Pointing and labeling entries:
##############################
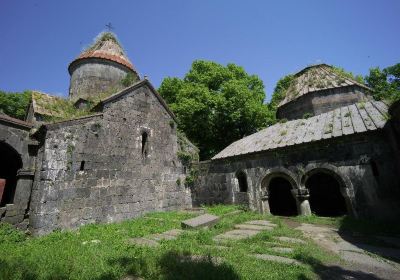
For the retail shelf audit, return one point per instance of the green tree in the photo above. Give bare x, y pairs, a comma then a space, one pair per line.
216, 105
15, 104
385, 83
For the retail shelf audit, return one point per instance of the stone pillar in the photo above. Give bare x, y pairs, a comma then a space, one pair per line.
264, 203
303, 205
15, 213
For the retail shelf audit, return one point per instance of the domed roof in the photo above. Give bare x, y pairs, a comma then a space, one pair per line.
106, 46
317, 78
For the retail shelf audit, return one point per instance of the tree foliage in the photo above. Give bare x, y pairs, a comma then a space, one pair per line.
216, 105
385, 83
15, 104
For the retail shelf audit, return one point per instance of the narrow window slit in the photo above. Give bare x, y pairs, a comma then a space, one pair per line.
82, 167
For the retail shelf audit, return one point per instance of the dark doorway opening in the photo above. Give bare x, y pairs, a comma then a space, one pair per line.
325, 197
10, 163
241, 176
144, 145
281, 200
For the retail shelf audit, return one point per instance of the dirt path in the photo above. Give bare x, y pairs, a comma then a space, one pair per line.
360, 260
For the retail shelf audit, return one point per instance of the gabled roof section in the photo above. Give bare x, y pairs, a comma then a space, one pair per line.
48, 105
106, 46
136, 86
317, 78
347, 120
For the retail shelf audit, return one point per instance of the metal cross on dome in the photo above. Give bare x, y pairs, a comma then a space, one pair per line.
109, 26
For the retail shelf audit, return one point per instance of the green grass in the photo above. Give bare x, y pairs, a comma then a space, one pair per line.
346, 223
62, 255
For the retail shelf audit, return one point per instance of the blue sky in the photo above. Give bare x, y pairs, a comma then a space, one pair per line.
162, 38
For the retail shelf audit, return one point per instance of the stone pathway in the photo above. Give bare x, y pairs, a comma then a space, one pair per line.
290, 240
153, 239
201, 221
245, 230
278, 259
357, 255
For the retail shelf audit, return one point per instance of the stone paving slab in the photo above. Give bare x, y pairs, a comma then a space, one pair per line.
261, 223
236, 234
219, 247
161, 236
364, 259
281, 250
290, 240
395, 241
174, 232
141, 241
253, 227
201, 259
278, 259
205, 220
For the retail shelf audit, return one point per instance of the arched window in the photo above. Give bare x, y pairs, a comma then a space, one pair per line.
145, 145
241, 177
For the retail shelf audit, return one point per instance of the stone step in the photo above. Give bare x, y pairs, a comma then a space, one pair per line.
261, 223
278, 259
281, 250
253, 227
205, 220
290, 240
236, 234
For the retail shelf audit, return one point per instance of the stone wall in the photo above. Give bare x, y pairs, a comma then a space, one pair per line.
348, 158
14, 137
92, 77
95, 169
319, 102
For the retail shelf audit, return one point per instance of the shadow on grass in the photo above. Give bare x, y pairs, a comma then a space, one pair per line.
332, 272
176, 266
372, 237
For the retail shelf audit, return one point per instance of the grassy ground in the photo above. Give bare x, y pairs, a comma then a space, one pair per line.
346, 223
62, 255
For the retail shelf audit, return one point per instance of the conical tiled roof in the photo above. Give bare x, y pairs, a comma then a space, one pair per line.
106, 47
317, 78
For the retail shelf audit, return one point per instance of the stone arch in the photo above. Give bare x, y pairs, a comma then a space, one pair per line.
278, 189
10, 164
344, 183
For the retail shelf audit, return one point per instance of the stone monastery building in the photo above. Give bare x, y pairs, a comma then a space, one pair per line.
110, 152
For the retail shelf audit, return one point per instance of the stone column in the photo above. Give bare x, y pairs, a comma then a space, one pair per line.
15, 213
303, 205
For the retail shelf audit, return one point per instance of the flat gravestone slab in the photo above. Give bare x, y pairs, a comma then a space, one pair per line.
277, 259
161, 236
201, 259
395, 241
205, 220
261, 223
281, 250
236, 234
290, 240
143, 242
174, 232
253, 227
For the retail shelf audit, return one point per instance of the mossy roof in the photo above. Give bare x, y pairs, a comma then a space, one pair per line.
316, 78
346, 120
106, 46
47, 105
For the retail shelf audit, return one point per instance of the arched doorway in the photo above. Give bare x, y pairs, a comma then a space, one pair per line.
242, 181
280, 198
10, 163
325, 196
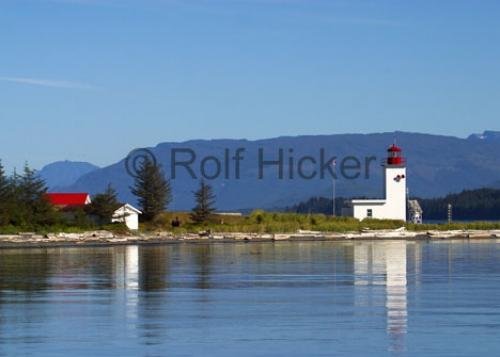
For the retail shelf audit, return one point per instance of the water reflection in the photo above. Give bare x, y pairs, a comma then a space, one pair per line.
384, 264
221, 299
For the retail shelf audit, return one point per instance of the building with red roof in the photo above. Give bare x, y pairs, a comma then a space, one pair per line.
69, 200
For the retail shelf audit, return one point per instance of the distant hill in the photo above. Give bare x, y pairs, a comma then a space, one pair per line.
437, 165
64, 173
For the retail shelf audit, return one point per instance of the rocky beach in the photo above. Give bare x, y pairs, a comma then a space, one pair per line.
107, 238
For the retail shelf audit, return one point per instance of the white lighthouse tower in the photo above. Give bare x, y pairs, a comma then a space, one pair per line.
393, 205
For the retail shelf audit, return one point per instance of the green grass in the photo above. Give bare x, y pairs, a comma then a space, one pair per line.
257, 222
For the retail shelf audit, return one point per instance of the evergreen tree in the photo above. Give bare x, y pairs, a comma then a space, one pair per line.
205, 201
4, 197
104, 205
152, 189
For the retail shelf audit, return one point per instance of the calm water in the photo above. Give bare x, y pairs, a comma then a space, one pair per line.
282, 299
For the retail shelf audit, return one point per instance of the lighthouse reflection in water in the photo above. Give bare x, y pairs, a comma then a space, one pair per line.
285, 298
384, 264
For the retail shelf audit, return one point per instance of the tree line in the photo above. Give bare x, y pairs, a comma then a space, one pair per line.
24, 202
478, 204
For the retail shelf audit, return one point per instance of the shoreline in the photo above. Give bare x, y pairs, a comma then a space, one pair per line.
106, 238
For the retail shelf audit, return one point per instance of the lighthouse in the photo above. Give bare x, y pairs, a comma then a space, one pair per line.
393, 205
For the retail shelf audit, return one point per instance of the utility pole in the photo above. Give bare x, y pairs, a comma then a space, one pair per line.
334, 165
334, 201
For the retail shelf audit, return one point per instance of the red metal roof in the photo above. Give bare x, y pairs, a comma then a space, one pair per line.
394, 148
68, 199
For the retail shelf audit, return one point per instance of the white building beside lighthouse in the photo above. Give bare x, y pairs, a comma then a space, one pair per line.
393, 205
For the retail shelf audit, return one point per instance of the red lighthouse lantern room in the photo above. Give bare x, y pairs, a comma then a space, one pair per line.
395, 156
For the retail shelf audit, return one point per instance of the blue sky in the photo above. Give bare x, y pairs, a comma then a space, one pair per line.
91, 79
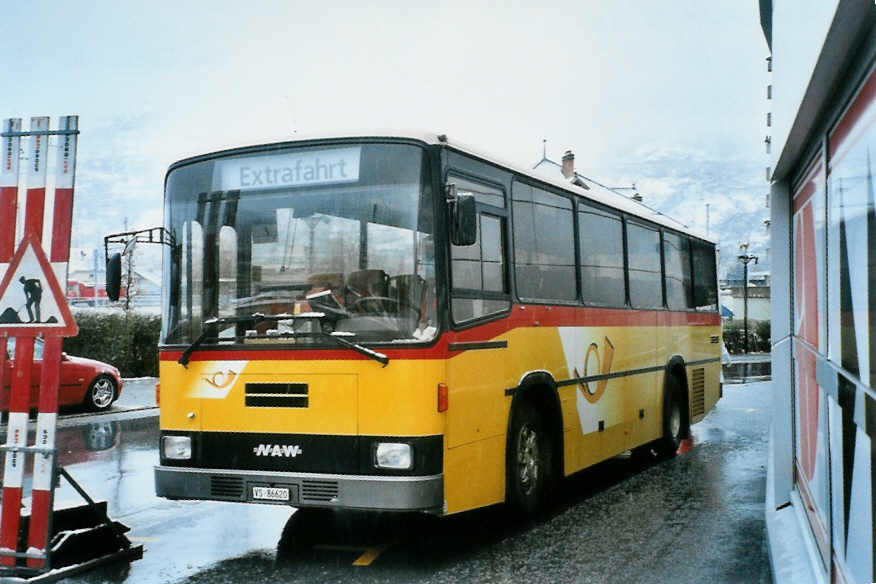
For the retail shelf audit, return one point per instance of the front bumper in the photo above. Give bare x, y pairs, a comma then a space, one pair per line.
384, 493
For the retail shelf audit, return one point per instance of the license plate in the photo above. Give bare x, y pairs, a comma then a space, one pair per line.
270, 493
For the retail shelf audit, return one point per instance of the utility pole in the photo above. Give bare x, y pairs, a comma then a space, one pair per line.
707, 219
745, 258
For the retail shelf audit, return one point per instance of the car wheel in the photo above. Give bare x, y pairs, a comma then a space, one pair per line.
101, 393
529, 465
100, 436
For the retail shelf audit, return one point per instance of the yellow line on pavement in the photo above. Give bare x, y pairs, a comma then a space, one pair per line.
370, 555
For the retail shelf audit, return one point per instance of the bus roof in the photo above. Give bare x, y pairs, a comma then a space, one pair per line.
595, 192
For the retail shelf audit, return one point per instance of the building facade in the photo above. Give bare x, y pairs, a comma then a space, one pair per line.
822, 146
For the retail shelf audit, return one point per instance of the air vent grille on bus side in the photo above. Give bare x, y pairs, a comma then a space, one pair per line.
319, 490
226, 487
698, 392
276, 395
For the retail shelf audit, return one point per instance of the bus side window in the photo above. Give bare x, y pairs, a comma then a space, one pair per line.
676, 255
601, 245
704, 277
479, 275
544, 245
646, 282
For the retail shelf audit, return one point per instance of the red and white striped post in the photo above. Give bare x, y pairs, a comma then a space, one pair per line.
13, 472
47, 418
9, 147
35, 172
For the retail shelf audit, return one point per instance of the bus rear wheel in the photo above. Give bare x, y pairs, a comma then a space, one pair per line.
673, 423
529, 464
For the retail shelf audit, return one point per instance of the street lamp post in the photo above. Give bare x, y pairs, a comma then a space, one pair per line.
745, 258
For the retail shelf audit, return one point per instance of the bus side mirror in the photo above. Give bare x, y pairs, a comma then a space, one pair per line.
114, 276
465, 219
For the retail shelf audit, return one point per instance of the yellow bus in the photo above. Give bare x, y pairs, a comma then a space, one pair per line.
400, 323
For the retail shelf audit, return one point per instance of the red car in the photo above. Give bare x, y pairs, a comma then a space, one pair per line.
92, 384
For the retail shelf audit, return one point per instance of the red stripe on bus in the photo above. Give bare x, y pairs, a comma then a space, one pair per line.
8, 211
33, 211
522, 316
61, 222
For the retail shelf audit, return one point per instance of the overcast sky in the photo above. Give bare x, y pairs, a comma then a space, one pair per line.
614, 81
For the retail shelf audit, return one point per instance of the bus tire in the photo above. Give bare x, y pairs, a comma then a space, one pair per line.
530, 461
673, 421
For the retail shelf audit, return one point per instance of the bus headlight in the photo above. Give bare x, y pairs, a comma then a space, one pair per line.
394, 455
176, 447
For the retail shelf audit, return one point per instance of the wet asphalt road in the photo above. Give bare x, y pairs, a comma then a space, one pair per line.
695, 518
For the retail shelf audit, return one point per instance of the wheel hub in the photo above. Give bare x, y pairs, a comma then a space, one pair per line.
103, 393
527, 458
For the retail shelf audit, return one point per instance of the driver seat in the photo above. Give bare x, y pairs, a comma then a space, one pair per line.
366, 283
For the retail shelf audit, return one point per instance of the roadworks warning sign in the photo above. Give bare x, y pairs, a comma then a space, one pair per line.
31, 300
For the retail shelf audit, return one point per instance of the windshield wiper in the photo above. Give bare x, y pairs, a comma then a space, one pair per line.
##############################
Prompt: Copy exactly the line containing "of the wheel" and every line after it, ending with the last line of the records above.

Result:
For the retail shelf audit, return one point per instance of the wheel hub in the photo above. Give bare x, y pairs, a comma then a space, one pair per line.
103, 393
527, 458
For the retail shelf audit, return one point per instance of the driver seat in the photo above. Give bare x, y pairs, a comma then a space, one pair per line.
366, 283
For the retail shelf audit, return one point per instance of the roadworks warning sign in the photo above. Give bare x, y pairs, a comma then a space, one pair per line.
31, 300
For the retail shelf audit, return one point per instance of the windshield wiper in the photo above. Give bare x, y pairs, a comma then a space, one pair per line.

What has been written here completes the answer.